- Given problem
Pull out every line of the material below that contains the string "dress". Case counts when matching.

- Source material
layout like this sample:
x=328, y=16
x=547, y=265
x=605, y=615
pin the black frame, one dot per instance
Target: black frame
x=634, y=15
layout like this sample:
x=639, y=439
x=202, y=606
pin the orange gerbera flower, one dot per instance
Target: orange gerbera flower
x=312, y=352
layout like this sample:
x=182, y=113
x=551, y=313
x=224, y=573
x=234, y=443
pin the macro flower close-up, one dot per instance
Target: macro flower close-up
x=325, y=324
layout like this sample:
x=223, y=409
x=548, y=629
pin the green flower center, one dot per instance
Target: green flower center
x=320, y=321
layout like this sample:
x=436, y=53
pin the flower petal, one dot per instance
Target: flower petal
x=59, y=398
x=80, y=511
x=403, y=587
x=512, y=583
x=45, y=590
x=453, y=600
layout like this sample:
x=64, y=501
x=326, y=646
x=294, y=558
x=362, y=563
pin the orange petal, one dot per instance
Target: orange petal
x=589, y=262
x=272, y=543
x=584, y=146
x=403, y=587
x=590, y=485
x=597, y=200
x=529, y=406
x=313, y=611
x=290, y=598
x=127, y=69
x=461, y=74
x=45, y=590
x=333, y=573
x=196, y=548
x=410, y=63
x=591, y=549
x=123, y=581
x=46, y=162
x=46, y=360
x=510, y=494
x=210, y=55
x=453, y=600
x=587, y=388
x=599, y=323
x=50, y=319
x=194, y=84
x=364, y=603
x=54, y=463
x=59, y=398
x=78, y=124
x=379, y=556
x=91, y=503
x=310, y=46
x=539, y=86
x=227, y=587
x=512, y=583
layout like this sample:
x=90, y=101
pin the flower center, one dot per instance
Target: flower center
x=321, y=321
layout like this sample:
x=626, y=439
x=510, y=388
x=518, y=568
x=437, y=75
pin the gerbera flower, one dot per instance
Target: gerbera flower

--

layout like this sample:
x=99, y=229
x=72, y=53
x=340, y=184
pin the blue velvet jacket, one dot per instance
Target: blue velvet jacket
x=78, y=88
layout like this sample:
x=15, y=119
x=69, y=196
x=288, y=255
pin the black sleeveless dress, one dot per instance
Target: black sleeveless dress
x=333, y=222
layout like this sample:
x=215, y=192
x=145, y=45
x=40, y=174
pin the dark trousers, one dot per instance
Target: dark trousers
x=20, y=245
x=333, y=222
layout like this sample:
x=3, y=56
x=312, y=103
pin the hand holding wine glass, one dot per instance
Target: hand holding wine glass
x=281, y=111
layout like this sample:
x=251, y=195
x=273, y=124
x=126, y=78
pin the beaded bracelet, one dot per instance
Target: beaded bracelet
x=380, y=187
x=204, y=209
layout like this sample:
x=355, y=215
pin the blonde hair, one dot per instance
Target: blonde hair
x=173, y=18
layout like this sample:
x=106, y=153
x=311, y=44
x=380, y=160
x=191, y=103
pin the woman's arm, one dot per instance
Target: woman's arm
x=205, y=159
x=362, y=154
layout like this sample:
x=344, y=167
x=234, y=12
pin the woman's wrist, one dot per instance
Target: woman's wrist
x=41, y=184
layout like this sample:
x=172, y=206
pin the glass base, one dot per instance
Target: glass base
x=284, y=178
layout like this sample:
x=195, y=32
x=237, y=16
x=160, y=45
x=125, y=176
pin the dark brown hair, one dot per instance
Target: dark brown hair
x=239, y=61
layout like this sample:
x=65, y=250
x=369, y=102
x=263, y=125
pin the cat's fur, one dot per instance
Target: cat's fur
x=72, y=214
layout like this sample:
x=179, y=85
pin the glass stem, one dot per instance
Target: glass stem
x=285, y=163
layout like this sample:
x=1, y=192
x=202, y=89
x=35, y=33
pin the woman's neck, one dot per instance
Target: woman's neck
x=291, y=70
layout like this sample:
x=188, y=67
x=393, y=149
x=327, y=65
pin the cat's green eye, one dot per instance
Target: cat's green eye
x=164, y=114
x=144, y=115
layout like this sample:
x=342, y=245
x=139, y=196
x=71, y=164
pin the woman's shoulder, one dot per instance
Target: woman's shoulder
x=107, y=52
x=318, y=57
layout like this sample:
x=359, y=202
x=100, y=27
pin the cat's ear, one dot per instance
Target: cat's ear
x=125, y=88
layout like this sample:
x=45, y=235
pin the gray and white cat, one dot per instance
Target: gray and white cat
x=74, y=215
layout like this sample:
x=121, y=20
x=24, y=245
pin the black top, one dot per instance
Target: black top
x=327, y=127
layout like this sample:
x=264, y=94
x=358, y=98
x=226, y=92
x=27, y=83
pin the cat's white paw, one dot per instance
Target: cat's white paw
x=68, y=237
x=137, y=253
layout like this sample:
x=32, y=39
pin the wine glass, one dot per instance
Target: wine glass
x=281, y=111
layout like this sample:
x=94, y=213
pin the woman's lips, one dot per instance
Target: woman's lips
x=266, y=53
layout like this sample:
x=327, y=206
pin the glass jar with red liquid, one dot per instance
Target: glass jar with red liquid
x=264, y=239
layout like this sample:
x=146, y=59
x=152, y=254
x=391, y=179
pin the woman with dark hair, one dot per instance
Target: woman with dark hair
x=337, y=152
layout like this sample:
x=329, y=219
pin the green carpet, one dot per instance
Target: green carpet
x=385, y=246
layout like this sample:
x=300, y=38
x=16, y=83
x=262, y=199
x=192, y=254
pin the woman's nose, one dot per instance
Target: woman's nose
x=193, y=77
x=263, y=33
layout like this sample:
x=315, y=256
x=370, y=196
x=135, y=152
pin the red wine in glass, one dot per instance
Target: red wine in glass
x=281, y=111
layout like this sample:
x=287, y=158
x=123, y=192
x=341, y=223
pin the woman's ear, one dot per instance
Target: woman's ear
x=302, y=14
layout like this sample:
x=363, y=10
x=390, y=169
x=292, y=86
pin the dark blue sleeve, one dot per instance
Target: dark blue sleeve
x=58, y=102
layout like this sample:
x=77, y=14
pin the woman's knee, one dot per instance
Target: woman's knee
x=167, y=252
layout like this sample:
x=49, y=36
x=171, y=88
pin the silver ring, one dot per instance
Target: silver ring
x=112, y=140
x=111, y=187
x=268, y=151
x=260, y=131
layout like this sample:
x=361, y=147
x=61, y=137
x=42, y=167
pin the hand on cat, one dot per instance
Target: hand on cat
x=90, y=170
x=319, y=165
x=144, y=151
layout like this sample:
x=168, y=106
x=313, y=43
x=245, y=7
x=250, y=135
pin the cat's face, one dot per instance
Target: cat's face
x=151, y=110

* * *

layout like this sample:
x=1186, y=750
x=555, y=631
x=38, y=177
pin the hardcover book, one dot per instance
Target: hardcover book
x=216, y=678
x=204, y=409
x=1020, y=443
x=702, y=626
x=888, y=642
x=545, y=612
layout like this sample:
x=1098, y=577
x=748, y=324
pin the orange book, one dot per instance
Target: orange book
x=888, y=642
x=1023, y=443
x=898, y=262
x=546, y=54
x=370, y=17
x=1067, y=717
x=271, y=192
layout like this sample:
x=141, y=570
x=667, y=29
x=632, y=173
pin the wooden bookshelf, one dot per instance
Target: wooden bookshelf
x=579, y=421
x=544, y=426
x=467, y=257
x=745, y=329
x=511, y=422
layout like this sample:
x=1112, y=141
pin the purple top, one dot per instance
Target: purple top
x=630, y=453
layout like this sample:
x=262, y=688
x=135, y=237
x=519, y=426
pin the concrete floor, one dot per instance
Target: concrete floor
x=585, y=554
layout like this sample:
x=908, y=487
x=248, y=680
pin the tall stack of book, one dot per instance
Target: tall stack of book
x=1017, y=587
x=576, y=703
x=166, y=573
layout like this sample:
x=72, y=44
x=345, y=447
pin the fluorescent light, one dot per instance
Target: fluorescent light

- Answer to this exercise
pin the black sleeveless dress, one dot per instance
Target: black sleeveless dress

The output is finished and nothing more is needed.